Repeat everything in the records below from the line containing "segment --target blue" down to the end of the records, both ends included. Leave the pictures out of your answer.

___ ENTRIES PROVIDED

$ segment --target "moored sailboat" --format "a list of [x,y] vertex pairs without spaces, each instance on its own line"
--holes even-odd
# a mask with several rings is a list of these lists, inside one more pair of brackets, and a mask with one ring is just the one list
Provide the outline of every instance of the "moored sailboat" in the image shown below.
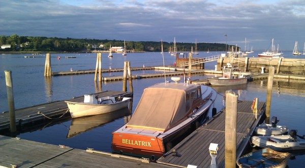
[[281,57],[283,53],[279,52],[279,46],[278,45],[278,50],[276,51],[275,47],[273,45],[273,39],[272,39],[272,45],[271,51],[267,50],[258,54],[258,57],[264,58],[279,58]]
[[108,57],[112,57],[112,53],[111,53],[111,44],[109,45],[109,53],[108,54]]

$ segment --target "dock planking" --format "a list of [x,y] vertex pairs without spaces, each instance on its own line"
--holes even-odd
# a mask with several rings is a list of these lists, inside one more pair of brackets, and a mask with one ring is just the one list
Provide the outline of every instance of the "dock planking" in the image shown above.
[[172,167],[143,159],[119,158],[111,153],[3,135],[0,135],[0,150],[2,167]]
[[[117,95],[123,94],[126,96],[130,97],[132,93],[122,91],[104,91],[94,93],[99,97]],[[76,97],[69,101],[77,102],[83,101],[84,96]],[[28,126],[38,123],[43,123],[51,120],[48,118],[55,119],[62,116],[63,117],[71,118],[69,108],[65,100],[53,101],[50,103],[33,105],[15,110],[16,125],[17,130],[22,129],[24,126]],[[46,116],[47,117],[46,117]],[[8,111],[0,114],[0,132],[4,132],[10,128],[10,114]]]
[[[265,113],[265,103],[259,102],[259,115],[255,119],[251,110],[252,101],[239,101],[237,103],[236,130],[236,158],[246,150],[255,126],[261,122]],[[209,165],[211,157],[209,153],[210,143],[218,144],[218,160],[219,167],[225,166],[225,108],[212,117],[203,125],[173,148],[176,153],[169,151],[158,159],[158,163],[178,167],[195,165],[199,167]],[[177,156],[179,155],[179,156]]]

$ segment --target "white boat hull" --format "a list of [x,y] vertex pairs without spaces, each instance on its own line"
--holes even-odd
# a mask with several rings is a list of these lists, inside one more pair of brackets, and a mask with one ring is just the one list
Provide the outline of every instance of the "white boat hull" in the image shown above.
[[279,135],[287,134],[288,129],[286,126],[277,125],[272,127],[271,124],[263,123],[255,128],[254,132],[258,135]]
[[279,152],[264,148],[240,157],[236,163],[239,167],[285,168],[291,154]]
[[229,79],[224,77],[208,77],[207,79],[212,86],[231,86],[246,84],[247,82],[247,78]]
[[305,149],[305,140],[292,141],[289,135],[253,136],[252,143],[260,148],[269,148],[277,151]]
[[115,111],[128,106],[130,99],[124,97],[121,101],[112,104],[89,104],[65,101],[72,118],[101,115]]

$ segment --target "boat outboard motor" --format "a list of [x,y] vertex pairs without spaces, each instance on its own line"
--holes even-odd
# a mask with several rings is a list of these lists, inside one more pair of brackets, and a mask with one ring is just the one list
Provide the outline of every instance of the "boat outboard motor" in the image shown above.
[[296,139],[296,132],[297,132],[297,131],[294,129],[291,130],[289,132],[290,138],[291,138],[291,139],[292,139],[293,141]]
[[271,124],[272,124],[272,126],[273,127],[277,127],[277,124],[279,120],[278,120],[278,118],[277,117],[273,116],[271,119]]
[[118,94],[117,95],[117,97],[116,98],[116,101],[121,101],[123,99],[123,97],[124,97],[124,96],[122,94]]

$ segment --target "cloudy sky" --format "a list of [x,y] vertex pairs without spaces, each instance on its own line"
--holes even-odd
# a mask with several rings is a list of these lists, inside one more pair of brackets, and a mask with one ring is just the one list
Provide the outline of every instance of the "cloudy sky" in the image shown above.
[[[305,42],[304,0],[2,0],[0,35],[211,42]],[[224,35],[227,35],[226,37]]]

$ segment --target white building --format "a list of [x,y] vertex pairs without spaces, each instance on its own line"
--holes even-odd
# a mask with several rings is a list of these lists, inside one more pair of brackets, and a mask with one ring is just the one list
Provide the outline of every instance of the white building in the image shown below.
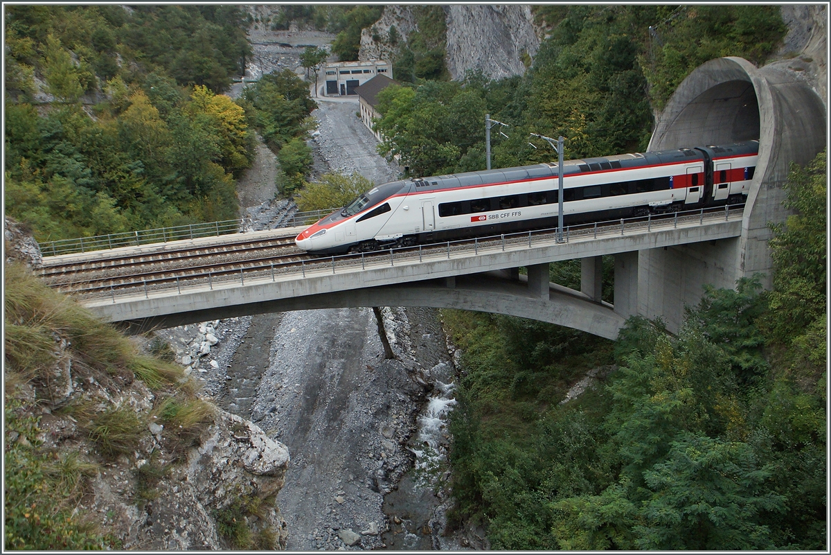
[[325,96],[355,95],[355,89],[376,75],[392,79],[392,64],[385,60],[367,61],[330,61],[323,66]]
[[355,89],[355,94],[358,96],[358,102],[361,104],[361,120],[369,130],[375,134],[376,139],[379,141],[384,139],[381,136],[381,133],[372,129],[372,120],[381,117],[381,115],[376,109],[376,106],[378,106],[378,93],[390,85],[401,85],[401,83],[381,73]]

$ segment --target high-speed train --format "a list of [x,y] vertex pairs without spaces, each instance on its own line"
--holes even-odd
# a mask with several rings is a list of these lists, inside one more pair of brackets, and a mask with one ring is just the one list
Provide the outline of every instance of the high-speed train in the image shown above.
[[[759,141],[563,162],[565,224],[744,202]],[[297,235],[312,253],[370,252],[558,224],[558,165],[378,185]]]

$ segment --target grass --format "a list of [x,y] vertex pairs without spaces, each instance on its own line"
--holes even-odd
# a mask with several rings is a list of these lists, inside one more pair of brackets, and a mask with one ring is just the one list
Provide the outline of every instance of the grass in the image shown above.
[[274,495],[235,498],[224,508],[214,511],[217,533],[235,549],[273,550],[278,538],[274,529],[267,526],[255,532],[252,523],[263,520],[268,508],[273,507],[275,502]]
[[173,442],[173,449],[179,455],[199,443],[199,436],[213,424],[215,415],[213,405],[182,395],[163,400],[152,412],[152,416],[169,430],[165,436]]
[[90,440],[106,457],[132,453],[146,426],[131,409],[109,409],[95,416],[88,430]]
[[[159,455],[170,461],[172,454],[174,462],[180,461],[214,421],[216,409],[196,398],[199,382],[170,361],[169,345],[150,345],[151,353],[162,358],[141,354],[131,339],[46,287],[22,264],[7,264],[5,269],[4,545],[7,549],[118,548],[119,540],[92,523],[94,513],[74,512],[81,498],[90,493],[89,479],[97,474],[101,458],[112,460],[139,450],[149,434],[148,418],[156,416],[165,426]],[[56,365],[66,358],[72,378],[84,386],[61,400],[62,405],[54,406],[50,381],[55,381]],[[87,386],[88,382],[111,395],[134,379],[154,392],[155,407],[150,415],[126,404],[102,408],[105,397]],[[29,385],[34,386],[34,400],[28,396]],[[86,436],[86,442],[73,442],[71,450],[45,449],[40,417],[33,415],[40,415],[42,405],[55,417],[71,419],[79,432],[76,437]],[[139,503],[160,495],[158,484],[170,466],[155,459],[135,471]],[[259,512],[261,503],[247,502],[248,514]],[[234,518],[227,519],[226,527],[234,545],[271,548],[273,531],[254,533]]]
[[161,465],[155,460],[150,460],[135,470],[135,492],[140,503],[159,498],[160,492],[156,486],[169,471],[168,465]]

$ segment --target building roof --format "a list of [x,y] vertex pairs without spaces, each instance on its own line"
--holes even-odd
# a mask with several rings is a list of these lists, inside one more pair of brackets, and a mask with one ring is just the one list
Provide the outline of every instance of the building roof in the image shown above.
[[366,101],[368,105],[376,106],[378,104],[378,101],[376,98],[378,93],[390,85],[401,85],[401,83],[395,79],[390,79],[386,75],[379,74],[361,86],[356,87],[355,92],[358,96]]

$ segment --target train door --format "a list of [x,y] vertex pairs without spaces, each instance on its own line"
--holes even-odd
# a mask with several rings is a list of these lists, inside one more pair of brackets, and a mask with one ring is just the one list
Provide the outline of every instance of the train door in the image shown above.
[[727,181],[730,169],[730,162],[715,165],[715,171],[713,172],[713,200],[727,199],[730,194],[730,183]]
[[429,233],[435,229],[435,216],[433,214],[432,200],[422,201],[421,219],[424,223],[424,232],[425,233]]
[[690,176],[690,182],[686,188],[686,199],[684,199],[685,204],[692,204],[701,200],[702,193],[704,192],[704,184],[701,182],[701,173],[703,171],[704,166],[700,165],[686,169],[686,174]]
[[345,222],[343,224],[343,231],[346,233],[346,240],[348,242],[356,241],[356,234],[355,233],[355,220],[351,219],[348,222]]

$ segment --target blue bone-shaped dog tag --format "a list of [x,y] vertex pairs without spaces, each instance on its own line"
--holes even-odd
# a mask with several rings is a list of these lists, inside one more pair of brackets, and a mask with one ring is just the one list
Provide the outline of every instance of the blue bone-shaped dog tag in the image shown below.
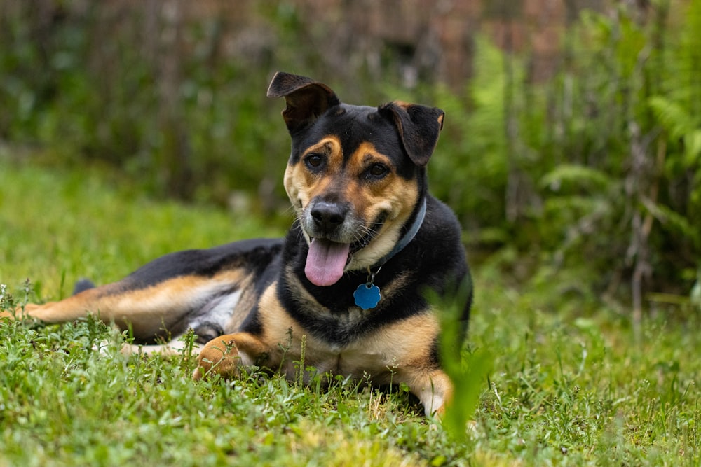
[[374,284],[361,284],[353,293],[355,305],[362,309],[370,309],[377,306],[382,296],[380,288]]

______

[ANSWER]
$ segment --target blue bone-shaped dog tag --format "a list of [x,y] vertex pairs without spaces, each instance on its own line"
--holes even-odd
# a mask with several rings is a list of these lists, inside one more pair of brackets, and a mask with one ring is just the one list
Provide the outline of every instance of the blue bone-shaped dog tag in the image shown below.
[[374,284],[361,284],[353,293],[355,305],[362,309],[370,309],[377,306],[382,296],[380,288]]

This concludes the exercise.